DATASET ENTRIES:
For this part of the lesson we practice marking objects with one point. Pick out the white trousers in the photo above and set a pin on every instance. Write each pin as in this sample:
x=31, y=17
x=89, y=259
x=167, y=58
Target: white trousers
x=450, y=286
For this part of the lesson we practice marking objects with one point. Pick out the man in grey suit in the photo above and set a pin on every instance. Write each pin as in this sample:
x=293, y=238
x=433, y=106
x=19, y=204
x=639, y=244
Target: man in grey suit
* * *
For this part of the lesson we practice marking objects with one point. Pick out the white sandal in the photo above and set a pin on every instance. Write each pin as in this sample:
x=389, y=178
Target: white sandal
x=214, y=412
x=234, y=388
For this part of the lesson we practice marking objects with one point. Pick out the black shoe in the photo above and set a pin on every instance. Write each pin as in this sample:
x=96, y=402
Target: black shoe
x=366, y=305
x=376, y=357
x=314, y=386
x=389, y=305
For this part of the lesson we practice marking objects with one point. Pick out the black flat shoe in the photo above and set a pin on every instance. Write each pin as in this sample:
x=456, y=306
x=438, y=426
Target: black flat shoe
==
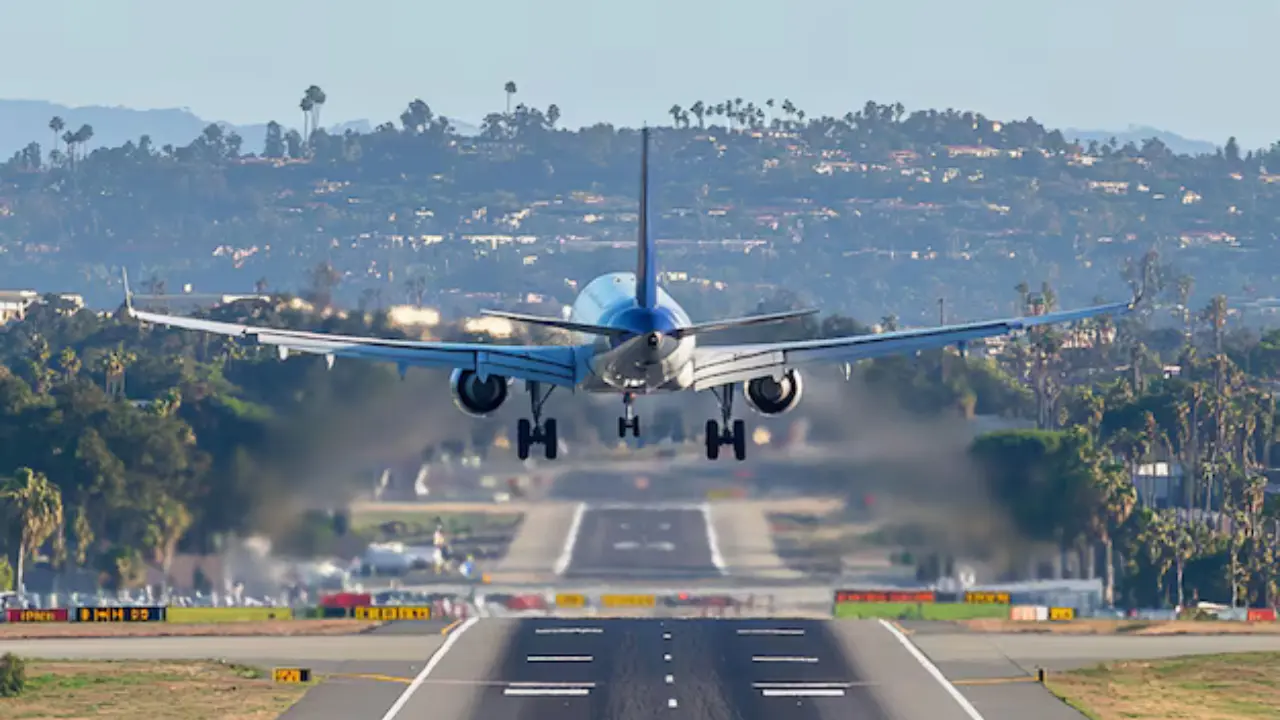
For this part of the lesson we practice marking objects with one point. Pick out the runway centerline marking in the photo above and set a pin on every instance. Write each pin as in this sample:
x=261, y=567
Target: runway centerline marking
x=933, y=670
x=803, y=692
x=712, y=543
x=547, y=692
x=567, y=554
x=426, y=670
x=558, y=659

WORK INSTRUCTIONS: Within the material above, copy exactly the lines from the line that holds "the white trousers" up to and including the line that holds "Target: man in grey suit".

EXERCISE ANSWER:
For this part of the lesson we practice marking objects with one point. Pick out the white trousers in the photo above and set a pin on every instance. Write each pin as in this sample:
x=31, y=17
x=89, y=259
x=167, y=58
Target: white trousers
x=450, y=286
For this part of the lesson we practice marking objects with one point. Pick out the man in grey suit in the photo above and set a pin on every instance. Write each pin as in this sample:
x=293, y=238
x=433, y=106
x=19, y=204
x=639, y=244
Target: man in grey suit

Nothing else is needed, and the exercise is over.